● **Task prompt**
Return the records that follow unaltered. Omit every picture.

Image object location entries

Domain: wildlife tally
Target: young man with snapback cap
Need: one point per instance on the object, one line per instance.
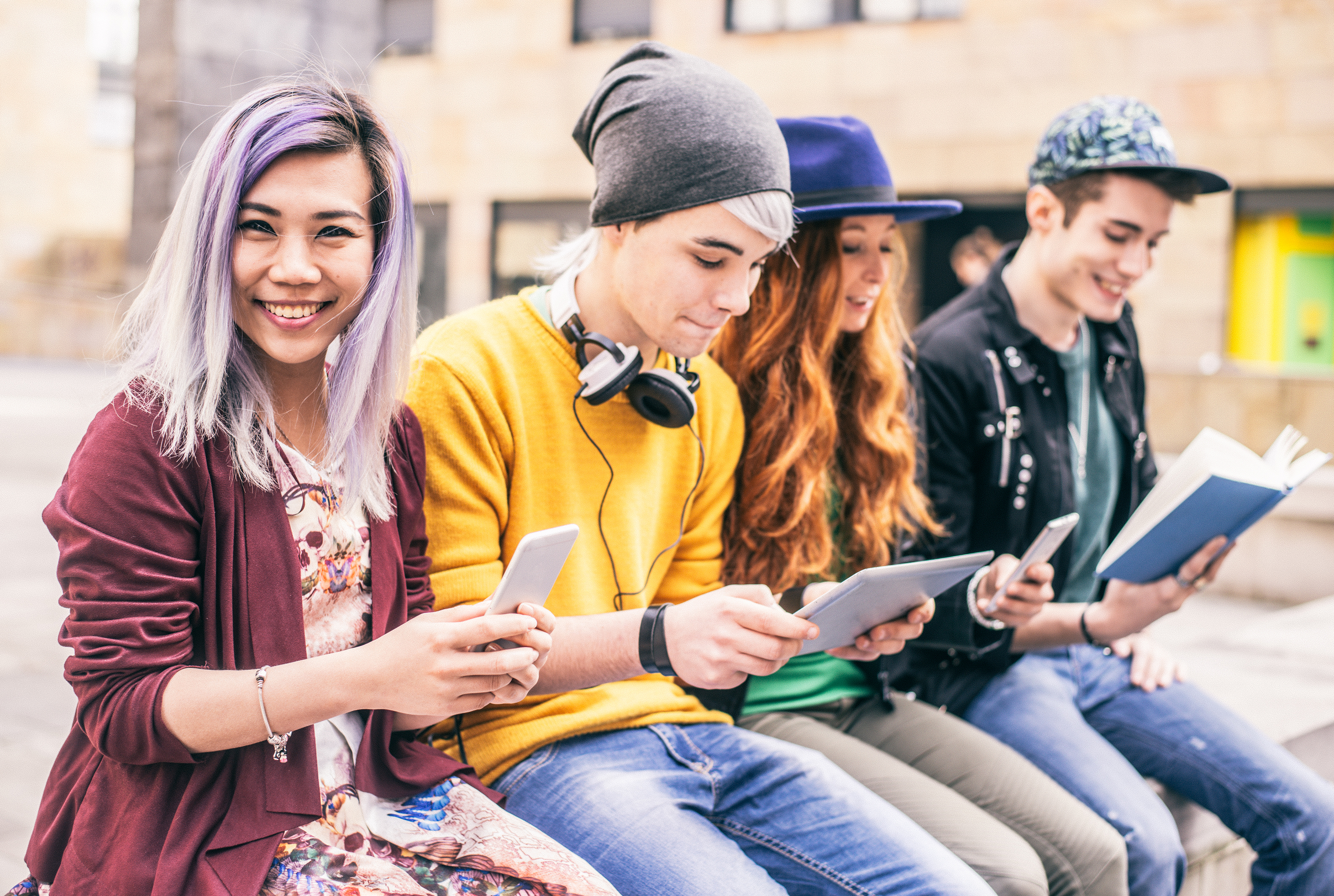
(1036, 408)
(537, 413)
(837, 430)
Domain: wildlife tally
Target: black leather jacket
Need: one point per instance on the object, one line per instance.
(1000, 463)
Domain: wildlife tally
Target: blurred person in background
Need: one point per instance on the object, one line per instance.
(593, 402)
(829, 485)
(247, 696)
(1036, 408)
(973, 256)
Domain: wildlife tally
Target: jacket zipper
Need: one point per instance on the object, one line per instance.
(1009, 419)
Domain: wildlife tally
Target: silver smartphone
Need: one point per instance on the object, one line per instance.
(530, 575)
(1053, 534)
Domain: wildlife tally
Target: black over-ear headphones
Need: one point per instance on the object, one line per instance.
(666, 398)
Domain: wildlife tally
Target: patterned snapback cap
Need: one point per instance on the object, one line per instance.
(1110, 133)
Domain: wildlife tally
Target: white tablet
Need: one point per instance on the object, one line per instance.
(881, 594)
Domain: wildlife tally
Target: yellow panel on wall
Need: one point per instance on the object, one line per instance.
(1269, 250)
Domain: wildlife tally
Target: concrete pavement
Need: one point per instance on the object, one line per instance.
(1275, 666)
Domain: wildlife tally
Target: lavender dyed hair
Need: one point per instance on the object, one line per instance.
(186, 355)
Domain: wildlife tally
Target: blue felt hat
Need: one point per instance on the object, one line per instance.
(838, 171)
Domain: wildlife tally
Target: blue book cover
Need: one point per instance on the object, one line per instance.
(1219, 507)
(1216, 487)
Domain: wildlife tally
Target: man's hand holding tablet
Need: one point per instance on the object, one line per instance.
(885, 639)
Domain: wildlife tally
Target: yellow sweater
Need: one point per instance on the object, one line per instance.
(494, 389)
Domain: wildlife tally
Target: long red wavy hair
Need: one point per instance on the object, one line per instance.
(822, 408)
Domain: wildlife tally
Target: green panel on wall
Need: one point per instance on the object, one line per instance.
(1309, 331)
(1316, 224)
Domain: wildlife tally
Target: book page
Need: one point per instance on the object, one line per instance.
(1209, 454)
(1308, 464)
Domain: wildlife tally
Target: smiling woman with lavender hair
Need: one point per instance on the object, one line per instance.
(221, 528)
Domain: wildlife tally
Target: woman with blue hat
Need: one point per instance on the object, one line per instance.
(830, 485)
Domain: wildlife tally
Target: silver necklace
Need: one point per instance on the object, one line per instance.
(1081, 435)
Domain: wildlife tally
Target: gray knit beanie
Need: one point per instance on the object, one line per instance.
(667, 131)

● **Full answer**
Domain: wildlife tally
Target: young man with snapback cap
Need: one point per instance on the object, one line per instance.
(1036, 408)
(537, 413)
(837, 430)
Domain: wildlife tally
Target: black leather jacket
Need: one point per instance on the object, one line per instance.
(1000, 463)
Domain: wildlife tally
Target: blurred person in background
Need: one point per instance on the object, one line per instance.
(593, 402)
(829, 485)
(247, 696)
(1036, 408)
(973, 256)
Domain: wildlife tally
Target: jacket zipper
Need: one point per instance on the object, one line per instance.
(1009, 419)
Domain: wildlife tally
Target: silver smartphone
Need: one point per instance on the object, one line per instance.
(530, 575)
(1053, 534)
Domain: wildlife tally
Target: black over-ear headphones
Need: one point per instance on the object, one line per instance.
(666, 398)
Domain: wildlife tally
Target: patterned snapback cap
Need: one point per instance on the object, one line per instance.
(1110, 133)
Domain: wildlife tally
Target: white tablet
Need: one point per instance on the object, one line per instance.
(881, 594)
Domain: wildlife tally
Target: yellow panel on wall
Need: one point per instance on the object, one line per instance.
(1269, 250)
Domain: wildlife tally
Target: concrete pavement
Need: one point per instance on the object, one line per instance.
(1275, 666)
Domain: wildlife tally
Target: lavender dyed hair
Need: one point per instance on the object, one line per instance.
(186, 355)
Domain: wildlife tally
Target: blue felt hat
Need: one point per instance on the object, one line per instance.
(838, 171)
Domain: wildlife tally
Target: blue book cover
Need: one point per instance on the object, one line per instance.
(1219, 507)
(1216, 487)
Domain: wildlife tally
Target: man's hand holding tablet
Need: one point per instance on the object, one line per instance.
(885, 639)
Domain: wildlife tally
Target: yellow sweater
Need: one point per instance on the object, one line per instance.
(494, 389)
Domain: wildlife tally
Target: long red wavy hair
Need: one point per instance on the object, one line per instance.
(822, 408)
Domain: wildlife tally
Target: green panel on wall
Need: one point per instance on the object, one line per instance.
(1309, 331)
(1316, 224)
Domain: wildlife tally
Target: book page
Need: one point per instance on the object, one line per instance.
(1209, 454)
(1308, 464)
Domain: wildlife tally
Target: smiling woman with lavender hair
Need: one point per instance on the object, one line per instance.
(221, 528)
Domain: wildlife tally
Target: woman with blue hat
Need: one point per instance on the object, one line per instance.
(830, 485)
Domain: wildlife tally
Target: silver necklace
Need: one point per instance on the object, one line per instance.
(1081, 435)
Domain: wildlife tally
Target: gray knit beanie
Need: one point per instance on the object, one line per instance.
(667, 131)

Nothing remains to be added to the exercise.